• PROBLEM REQUIREMENTS:
An identical transcription of the records is required.

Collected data
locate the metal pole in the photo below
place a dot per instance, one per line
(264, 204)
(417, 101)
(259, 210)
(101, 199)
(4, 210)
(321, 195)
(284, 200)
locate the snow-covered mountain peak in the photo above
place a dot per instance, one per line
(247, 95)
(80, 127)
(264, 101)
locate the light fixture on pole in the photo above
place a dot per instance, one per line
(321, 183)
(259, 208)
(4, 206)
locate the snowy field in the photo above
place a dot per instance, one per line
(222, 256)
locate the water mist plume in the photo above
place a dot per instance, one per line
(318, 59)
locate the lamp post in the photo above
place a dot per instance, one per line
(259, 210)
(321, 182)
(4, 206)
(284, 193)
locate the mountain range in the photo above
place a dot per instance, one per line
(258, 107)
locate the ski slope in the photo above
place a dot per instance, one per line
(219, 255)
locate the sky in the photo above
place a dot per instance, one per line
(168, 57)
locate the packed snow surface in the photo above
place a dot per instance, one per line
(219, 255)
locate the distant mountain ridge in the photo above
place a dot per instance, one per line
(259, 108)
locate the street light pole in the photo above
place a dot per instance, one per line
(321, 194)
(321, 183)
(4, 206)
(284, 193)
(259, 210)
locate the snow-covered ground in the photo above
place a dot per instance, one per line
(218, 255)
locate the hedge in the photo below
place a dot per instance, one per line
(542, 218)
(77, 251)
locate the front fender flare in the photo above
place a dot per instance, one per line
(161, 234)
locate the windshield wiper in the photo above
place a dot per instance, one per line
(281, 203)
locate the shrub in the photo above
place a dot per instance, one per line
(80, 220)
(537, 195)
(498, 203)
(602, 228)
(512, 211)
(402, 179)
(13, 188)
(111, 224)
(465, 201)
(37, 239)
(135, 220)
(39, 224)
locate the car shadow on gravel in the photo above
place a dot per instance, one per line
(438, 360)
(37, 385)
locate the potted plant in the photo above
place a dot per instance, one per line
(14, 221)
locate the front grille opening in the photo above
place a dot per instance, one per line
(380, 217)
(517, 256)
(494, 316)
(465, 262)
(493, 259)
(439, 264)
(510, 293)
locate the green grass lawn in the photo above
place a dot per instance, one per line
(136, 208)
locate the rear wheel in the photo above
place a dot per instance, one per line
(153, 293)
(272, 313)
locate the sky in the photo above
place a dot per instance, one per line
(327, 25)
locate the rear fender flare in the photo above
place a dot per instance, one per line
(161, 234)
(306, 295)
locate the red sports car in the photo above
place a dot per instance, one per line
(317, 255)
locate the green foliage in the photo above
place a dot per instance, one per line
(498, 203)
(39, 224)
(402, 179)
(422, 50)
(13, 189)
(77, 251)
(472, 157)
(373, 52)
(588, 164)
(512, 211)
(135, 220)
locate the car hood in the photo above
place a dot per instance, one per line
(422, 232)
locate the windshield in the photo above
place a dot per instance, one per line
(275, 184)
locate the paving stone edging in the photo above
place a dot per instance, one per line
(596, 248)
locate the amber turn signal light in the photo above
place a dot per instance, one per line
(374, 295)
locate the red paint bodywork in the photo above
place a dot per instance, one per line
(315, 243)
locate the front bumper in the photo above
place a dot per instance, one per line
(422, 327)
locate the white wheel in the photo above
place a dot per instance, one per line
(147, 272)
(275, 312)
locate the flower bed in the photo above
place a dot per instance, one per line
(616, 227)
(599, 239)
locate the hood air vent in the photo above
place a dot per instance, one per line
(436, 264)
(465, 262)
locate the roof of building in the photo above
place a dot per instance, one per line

• OUTPUT FOR THIS TASK:
locate the metal pole in the photo below
place a dot per instance, one per line
(264, 204)
(417, 101)
(259, 210)
(101, 199)
(4, 210)
(321, 195)
(284, 200)
locate the snow-covered mountain peak in the photo above
place a dot per instance, one per line
(247, 95)
(80, 127)
(264, 101)
locate the light fixture on pole in the photo above
place a dot per instance, one per line
(321, 183)
(259, 208)
(4, 206)
locate the snowy field in the photo above
place a dot per instance, one per line
(222, 256)
locate the water mist plume in the photo above
place a dot per instance, one per line
(318, 59)
locate the lamp post in the photo above
place a dot per instance, one per line
(259, 210)
(321, 182)
(4, 206)
(284, 193)
locate the mountain range in the photo above
place a dot per instance, one per line
(258, 107)
locate the ski slope in the photo above
place a dot per instance, one per line
(219, 255)
locate the sky in the photo above
place a dot per instance, one per line
(168, 57)
locate the packed snow surface in the photo above
place a dot per instance, one per line
(219, 255)
locate the distant mountain ridge in the photo above
place a dot per instance, one per line
(259, 108)
locate the street light pole in the photo above
place a dot per instance, one per line
(321, 194)
(321, 183)
(4, 206)
(284, 193)
(259, 210)
locate the snow-covered ground in the photo above
place a dot per instance, one per line
(218, 255)
locate the hedge in the photo below
place a dot per instance, one per line
(542, 218)
(77, 251)
locate the front fender flare in the photo above
place a dot per instance, one per line
(161, 234)
locate the windshield wiper in the photo above
place a dot per instance, one per line
(281, 203)
locate the shrub in the photo above
place a dot per instance, one per line
(80, 220)
(537, 195)
(498, 203)
(602, 228)
(512, 211)
(402, 179)
(13, 188)
(111, 224)
(465, 201)
(37, 239)
(135, 220)
(39, 224)
locate the car shadow on gravel in the photo above
place a dot per instance, one per line
(438, 360)
(37, 385)
locate the potted plant in the photo above
place a dot per instance, one per line
(14, 221)
locate the front grille opening in the photo above
place a dot per instance, one per line
(380, 217)
(517, 256)
(494, 316)
(465, 262)
(493, 259)
(439, 264)
(510, 293)
locate the green grass lawn in the photo above
place a dot per instance, one per line
(136, 208)
locate the rear wheel in the photo above
place a dot per instance, one per line
(153, 293)
(272, 313)
locate the sky in the photo above
place a dot per instance, one per line
(327, 25)
locate the rear fender flare in the photo above
place a dot per instance, one per line
(161, 234)
(306, 295)
locate the red sports car in the photo above
place a dot per instance, one per line
(317, 255)
locate the green foliage in the photo above
place a dot per instance, one per line
(498, 203)
(39, 224)
(402, 179)
(422, 50)
(13, 189)
(77, 251)
(472, 157)
(373, 52)
(588, 164)
(512, 211)
(135, 220)
locate the car hood in the photo above
place a dot per instance, one per line
(422, 232)
locate the windshield in the photo above
place a dot per instance, one per line
(275, 184)
locate the paving stone edging in the photo above
place a dot per instance, one per line
(596, 248)
locate the amber turn signal light in the photo above
place a dot per instance, one per line
(374, 295)
locate the red paint bodywork in the photo above
place a dot per instance, one per line
(315, 243)
locate the front bumper in the photo above
place a dot per instance, one per line
(422, 327)
locate the white wheel in the photo above
place a dot per instance, one per line
(147, 272)
(275, 312)
locate the flower bed in the photo above
place a dot per instance, one per line
(616, 227)
(599, 239)
locate the hood air vent in the photo above
place a dot per instance, one per line
(436, 264)
(465, 262)
locate the roof of building in the photo above
place a dot per instance, one per line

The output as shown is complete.